- [REQUIRED TASK 1]
Print the review of "Midnight Special" below in full, word for word.

- [SELECTED EXTRACT]
+ + + + +
Shannon, who played Superman’s archenemy General Zod in “Man of Steel” (and cameoed as his corpse in “Batman v Superman” just last week), has appeared in all four of Nichols’ films. He’s a treasure, and fortunately he seems to have opted to cash his supervillain paycheck and resume putting his off-kilter but empathetic demeanor to good use. (He’ll also be appearing as The King himself in “Elvis & Nixon” later this month.)

The rest of the cast, which also includes Kirsten Dunst and Adam Driver (in the “Close Encounters” Francois Truffaut role), is able enough, but a movie like this rises or falls based on the juvenile casting, and young Jaeden Lieberher steals the show. He’s creepy and tragic, messianic and mundane, in turn, sometimes within the same scene. Lieberher held his own against Bill Murray in “St. Vincent,” and he handles a lot of intense stuff here as a boy whose secrets threaten to destroy him and those around him.

Nichols’ previous movies—“Shotgun Stories,” “Mud,” and “Take Shelter”– have had the same genuinely Southern feel as David Gordon Green’s early work. And “Midnight Special” has a similar authenticity of place as Roy hurtles across Texas and Louisiana trying to stay one step ahead of his pursuers. It also has a sense of authorship that comes from the all-too-rare instance of a major studio allowing a director to have final cut. Nichols has said that his only demands were casting Shannon and having final cut, and a paltry budget by studio terms, a reported $18 million, made this possible.

But it’ll take a lot more than $18 million in ticket sales to make “Midnight Special” stand out on Warners’ ledger, considering that’s what “BvS” earned for the studio about every nine hours on its opening weekend. They’re doing a platform release on this one, slowly expanding it around the country and opening it in Portland at one theater, Cinema 21, initially. The goal, of course, is to allow the movie to find an audience, but I wonder if it doesn’t mark it somehow as “art house” fare, turning off some portion of the wide audience it deserves to find. Putting a full-fledged marketing campaign behind an $18 million movie is a lot more expensive than relying on word-of-mouth (or, God forbid, critics!), but it might pay off more in the end. We’ll see.

Regardless, if you’re the sort who gripes about the lack of smart, grown-up, genre filmmaking, you have a moral duty to buy a ticket to this movie, and to tell other people about it—in other words, put your money where your mouth is and prove that we can be allowed to have nice things. Shine your ever-lovin’ light on that.
+ + + + +
- [PROVIDED RECORDS]
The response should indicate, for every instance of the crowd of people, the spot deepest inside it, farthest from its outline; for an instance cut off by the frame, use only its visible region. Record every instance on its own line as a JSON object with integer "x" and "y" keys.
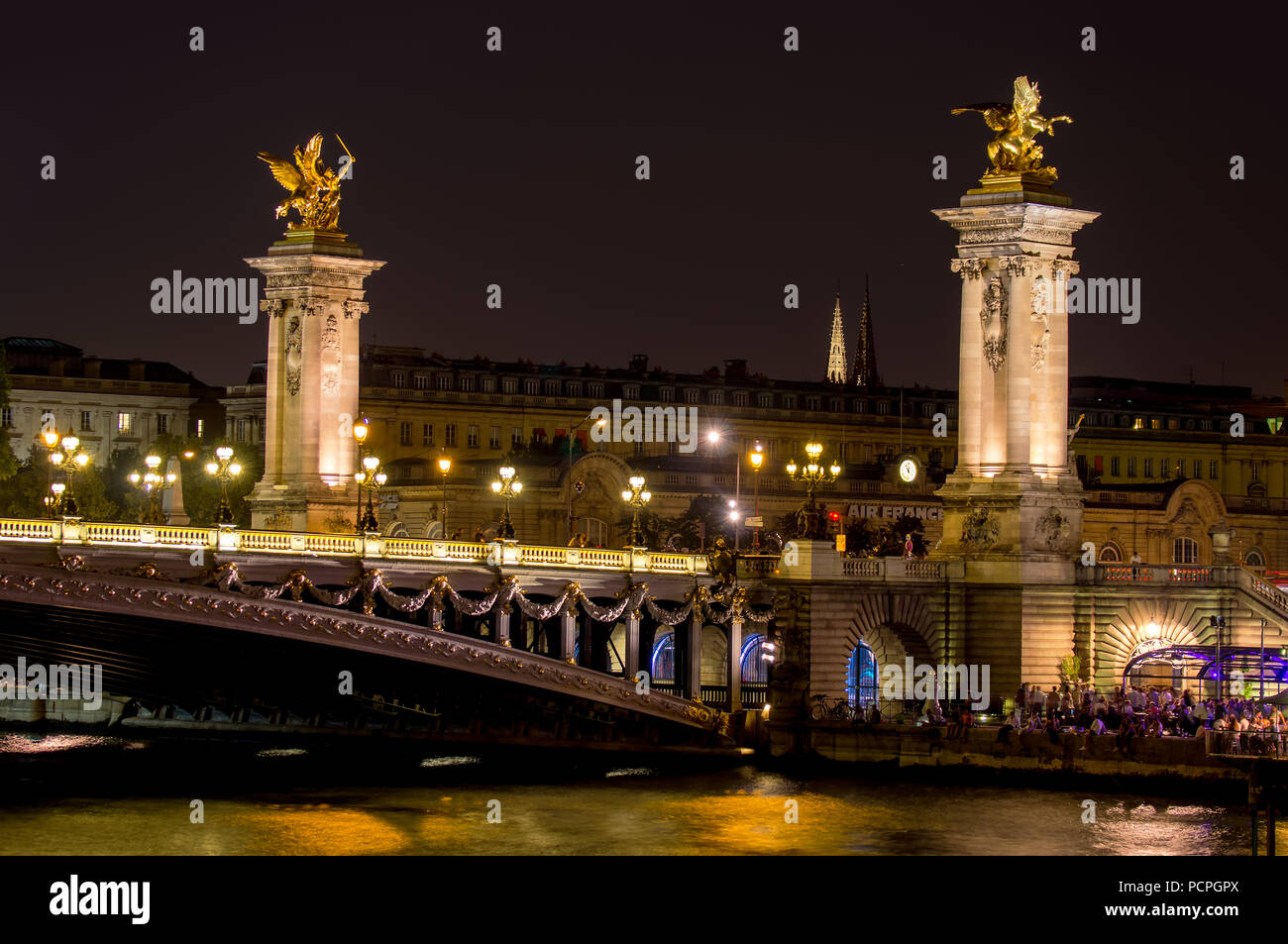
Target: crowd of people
{"x": 1252, "y": 725}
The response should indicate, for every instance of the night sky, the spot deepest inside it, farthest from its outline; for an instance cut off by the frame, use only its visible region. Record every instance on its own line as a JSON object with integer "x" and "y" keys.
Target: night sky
{"x": 518, "y": 167}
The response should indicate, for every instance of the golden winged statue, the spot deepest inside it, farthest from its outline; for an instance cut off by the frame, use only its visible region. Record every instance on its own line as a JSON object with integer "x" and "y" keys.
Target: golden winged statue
{"x": 1018, "y": 124}
{"x": 314, "y": 189}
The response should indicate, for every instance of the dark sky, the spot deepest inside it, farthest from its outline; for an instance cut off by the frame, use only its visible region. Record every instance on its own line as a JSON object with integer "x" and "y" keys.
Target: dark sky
{"x": 516, "y": 167}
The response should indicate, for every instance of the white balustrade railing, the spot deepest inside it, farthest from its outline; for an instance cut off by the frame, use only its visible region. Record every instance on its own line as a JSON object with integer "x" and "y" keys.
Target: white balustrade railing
{"x": 170, "y": 537}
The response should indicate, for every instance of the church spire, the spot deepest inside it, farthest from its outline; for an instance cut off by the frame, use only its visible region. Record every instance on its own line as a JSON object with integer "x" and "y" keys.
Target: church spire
{"x": 836, "y": 352}
{"x": 866, "y": 352}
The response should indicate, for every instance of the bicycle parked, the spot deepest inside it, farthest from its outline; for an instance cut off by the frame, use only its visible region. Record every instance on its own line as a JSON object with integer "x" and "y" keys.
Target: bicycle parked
{"x": 838, "y": 710}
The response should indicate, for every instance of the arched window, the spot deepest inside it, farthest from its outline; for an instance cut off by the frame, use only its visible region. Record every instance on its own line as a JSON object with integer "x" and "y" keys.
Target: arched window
{"x": 861, "y": 678}
{"x": 595, "y": 531}
{"x": 755, "y": 669}
{"x": 1185, "y": 550}
{"x": 664, "y": 660}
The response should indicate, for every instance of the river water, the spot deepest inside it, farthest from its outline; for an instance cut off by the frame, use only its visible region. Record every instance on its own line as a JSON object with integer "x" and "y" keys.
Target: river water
{"x": 76, "y": 794}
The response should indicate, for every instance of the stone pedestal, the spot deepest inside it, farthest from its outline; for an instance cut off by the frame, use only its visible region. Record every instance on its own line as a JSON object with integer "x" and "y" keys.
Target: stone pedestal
{"x": 1013, "y": 507}
{"x": 313, "y": 290}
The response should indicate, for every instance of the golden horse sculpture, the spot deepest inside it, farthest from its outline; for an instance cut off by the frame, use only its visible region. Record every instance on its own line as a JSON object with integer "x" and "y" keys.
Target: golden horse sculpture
{"x": 314, "y": 189}
{"x": 1013, "y": 150}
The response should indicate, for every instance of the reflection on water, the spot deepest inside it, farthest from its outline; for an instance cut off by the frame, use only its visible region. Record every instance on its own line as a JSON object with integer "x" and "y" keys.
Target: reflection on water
{"x": 442, "y": 807}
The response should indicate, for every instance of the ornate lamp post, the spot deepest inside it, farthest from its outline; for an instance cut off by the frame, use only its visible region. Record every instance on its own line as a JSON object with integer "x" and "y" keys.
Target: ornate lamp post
{"x": 809, "y": 524}
{"x": 71, "y": 459}
{"x": 224, "y": 469}
{"x": 636, "y": 496}
{"x": 507, "y": 487}
{"x": 373, "y": 478}
{"x": 154, "y": 483}
{"x": 445, "y": 467}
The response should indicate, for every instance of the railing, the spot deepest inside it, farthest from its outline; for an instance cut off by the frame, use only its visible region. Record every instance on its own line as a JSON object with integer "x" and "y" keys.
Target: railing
{"x": 72, "y": 531}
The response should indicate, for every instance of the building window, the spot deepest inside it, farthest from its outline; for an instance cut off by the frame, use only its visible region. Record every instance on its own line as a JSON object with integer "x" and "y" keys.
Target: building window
{"x": 752, "y": 664}
{"x": 1185, "y": 550}
{"x": 861, "y": 678}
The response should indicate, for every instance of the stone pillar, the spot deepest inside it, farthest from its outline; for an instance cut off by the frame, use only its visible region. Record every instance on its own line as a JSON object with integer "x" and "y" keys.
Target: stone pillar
{"x": 734, "y": 665}
{"x": 694, "y": 661}
{"x": 568, "y": 634}
{"x": 313, "y": 287}
{"x": 631, "y": 656}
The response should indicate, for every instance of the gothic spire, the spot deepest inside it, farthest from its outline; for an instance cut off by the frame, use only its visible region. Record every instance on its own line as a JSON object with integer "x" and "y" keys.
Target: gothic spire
+ + + + +
- [REQUIRED TASK 2]
Output the rows from the line holding "The response should indicate, for every instance of the gothic" through the end of the rows, both ends included, without changing anything.

- [WRITTEN ANSWER 1]
Shannon, who played Superman’s archenemy General Zod in “Man of Steel” (and cameoed as his corpse in “Batman v Superman” just last week), has appeared in all four of Nichols’ films. He’s a treasure, and fortunately he seems to have opted to cash his supervillain paycheck and resume putting his off-kilter but empathetic demeanor to good use. (He’ll also be appearing as The King himself in “Elvis & Nixon” later this month.)

The rest of the cast, which also includes Kirsten Dunst and Adam Driver (in the “Close Encounters” Francois Truffaut role), is able enough, but a movie like this rises or falls based on the juvenile casting, and young Jaeden Lieberher steals the show. He’s creepy and tragic, messianic and mundane, in turn, sometimes within the same scene. Lieberher held his own against Bill Murray in “St. Vincent,” and he handles a lot of intense stuff here as a boy whose secrets threaten to destroy him and those around him.

Nichols’ previous movies—“Shotgun Stories,” “Mud,” and “Take Shelter”– have had the same genuinely Southern feel as David Gordon Green’s early work. And “Midnight Special” has a similar authenticity of place as Roy hurtles across Texas and Louisiana trying to stay one step ahead of his pursuers. It also has a sense of authorship that comes from the all-too-rare instance of a major studio allowing a director to have final cut. Nichols has said that his only demands were casting Shannon and having final cut, and a paltry budget by studio terms, a reported $18 million, made this possible.

But it’ll take a lot more than $18 million in ticket sales to make “Midnight Special” stand out on Warners’ ledger, considering that’s what “BvS” earned for the studio about every nine hours on its opening weekend. They’re doing a platform release on this one, slowly expanding it around the country and opening it in Portland at one theater, Cinema 21, initially. The goal, of course, is to allow the movie to find an audience, but I wonder if it doesn’t mark it somehow as “art house” fare, turning off some portion of the wide audience it deserves to find. Putting a full-fledged marketing campaign behind an $18 million movie is a lot more expensive than relying on word-of-mouth (or, God forbid, critics!), but it might pay off more in the end. We’ll see.

Regardless, if you’re the sort who gripes about the lack of smart, grown-up, genre filmmaking, you have a moral duty to buy a ticket to this movie, and to tell other people about it—in other words, put your money where your mouth is and prove that we can be allowed to have nice things. Shine your ever-lovin’ light on that.

- [WRITTEN ANSWER 2]
The response should indicate, for every instance of the gothic spire, the spot deepest inside it, farthest from its outline; for an instance cut off by the frame, use only its visible region. Record every instance on its own line as a JSON object with integer "x" and "y" keys.
Target: gothic spire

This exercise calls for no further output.